◆ CHALLENGE A ◆
In the interview transcript, what does Will name as the biggest predators?

◆ QUOTED PASSAGE ◆
#####
And that works just as fine.
0:24:54 - Cal
One thing you mentioned there about netting that I'd ask you about containment of your sheep and you mentioned the netting works good because you're in close proximity to houses and dogs, so it's not only keeping the sheep in, it's keeping the other animals out, exactly, and and sometimes we forget that, but that's really.
0:25:13 - Will
Yeah, in most places the netting works really well, even for coyotes and stuff, and our biggest predators are coyotes. Here are, I guess, potentially people's dogs, if they're oh yeah, really paying attention to them, but and we have some other predators, but they've never been any concern and a lot of these places I think there's too many people like anyway, we get black bears and cougars and stuff too, and and that's you know something. I think the netting works well, especially on canine and feline breeds, you know just oh yeah they connect to the ground bears.
It kind of does the same thing if they stuck their nose in the fence, you know, yeah, so yeah, um, but yeah, that's been a big part of it. We've got a couple properties that were further out there, were way more rural, and those are where I've always had the predator issues and those coyotes definitely got smart and figured out the fencing. So that's why oh, yeah, the dogs that live with them now in those areas and that's been that second layer of protection for them. That was really made a difference.
#####
◆ PROVIDED RECORDS ◆
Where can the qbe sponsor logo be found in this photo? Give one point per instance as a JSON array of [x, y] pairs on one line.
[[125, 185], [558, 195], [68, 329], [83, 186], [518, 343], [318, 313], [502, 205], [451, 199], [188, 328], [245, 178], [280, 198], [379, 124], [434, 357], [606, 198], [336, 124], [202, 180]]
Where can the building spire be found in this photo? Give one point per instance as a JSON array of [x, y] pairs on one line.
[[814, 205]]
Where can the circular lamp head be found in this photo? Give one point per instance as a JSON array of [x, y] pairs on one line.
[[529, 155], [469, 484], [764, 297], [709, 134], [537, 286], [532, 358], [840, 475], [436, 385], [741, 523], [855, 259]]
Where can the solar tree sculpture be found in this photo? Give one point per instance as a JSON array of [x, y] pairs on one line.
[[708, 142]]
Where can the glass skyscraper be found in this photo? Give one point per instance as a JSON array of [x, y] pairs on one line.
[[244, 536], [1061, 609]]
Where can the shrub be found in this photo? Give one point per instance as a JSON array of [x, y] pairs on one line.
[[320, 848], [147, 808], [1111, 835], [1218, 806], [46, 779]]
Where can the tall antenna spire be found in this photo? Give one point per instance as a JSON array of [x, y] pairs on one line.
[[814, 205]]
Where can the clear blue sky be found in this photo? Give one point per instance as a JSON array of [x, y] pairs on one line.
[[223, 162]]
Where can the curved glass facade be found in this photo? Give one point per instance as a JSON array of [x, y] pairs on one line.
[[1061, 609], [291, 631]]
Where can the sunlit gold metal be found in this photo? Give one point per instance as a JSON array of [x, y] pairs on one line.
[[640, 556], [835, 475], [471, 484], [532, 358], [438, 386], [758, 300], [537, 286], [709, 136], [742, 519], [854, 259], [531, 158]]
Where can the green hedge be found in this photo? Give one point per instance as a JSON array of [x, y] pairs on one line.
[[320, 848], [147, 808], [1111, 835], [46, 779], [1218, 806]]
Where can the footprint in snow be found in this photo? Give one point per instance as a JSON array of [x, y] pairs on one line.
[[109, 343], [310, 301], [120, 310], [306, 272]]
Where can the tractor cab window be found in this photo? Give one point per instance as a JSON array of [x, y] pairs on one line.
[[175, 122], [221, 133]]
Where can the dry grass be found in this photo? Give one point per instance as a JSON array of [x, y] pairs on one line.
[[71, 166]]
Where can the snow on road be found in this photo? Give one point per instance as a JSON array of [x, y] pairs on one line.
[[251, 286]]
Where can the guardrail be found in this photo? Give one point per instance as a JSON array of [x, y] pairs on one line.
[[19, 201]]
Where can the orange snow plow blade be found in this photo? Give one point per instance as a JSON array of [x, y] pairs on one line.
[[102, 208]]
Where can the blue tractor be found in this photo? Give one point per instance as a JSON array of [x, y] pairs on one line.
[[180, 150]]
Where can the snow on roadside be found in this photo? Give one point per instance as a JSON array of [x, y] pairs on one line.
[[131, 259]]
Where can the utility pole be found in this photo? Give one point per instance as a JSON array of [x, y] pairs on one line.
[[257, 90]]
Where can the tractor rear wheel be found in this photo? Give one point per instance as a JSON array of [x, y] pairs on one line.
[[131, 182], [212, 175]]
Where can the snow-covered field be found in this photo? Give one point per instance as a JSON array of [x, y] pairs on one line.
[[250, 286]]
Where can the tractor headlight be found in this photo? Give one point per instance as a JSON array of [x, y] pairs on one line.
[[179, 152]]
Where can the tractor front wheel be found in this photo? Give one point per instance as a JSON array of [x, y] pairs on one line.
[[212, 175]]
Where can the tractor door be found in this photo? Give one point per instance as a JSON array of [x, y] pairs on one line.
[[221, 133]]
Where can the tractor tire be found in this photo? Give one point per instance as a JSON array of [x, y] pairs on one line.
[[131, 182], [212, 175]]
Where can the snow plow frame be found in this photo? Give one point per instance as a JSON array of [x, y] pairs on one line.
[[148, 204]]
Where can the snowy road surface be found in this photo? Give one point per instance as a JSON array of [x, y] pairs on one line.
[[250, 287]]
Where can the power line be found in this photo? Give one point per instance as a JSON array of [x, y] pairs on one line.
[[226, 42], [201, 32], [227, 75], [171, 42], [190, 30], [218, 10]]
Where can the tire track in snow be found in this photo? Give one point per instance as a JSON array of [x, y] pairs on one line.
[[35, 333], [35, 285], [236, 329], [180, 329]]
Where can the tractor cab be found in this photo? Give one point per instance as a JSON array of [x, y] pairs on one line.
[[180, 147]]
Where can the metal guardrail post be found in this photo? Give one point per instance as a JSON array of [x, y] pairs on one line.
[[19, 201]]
#####
◆ CHALLENGE B ◆
Copy the entries verbatim, from the line containing "Where can the snow-covered" through the end of the entries.

◆ EXERCISE OUTPUT A ◆
Coyotes.

◆ EXERCISE OUTPUT B ◆
Where can the snow-covered field be found in this photo? Give one point per instance as a JSON array of [x, y] pairs on one line.
[[250, 286]]
Where can the tractor headlight be found in this photo? Give one point per instance as a JSON array of [x, y] pairs on one line.
[[179, 152]]
Where can the tractor front wheel be found in this photo? Give one point per instance as a JSON array of [x, y] pairs on one line.
[[212, 175]]
Where can the tractor door be found in this photo? Give one point per instance as a JSON array of [x, y] pairs on one line.
[[221, 133]]
Where can the tractor tire be found in this photo? Give one point per instance as a JSON array of [x, y] pairs on one line.
[[131, 182], [212, 175]]
Where can the snow plow frame be found in this photo? Give one point per instance as a JSON array of [x, y] pairs on one line.
[[148, 204]]
Where can the snowy road surface be found in this photo? Give one point per instance as a JSON array of [x, y] pairs on one line.
[[250, 287]]
Where can the power line be found in this photo? Give one point per instance as a JSON array of [x, y] pairs on one line.
[[226, 42], [201, 32], [227, 75], [171, 42], [190, 30], [218, 10]]
Where can the tire track in snow be found in this photo? Give one point per instance as a JSON array of [x, y] pairs on one line.
[[35, 333], [35, 285], [236, 329], [180, 329]]
Where can the tractor cab be found in this photo? Give one point per instance as a JSON array of [x, y] pairs on one line.
[[180, 147]]
Where can the metal guardrail post be found in this photo? Give one point per instance as a JSON array of [x, y] pairs on one line.
[[19, 201]]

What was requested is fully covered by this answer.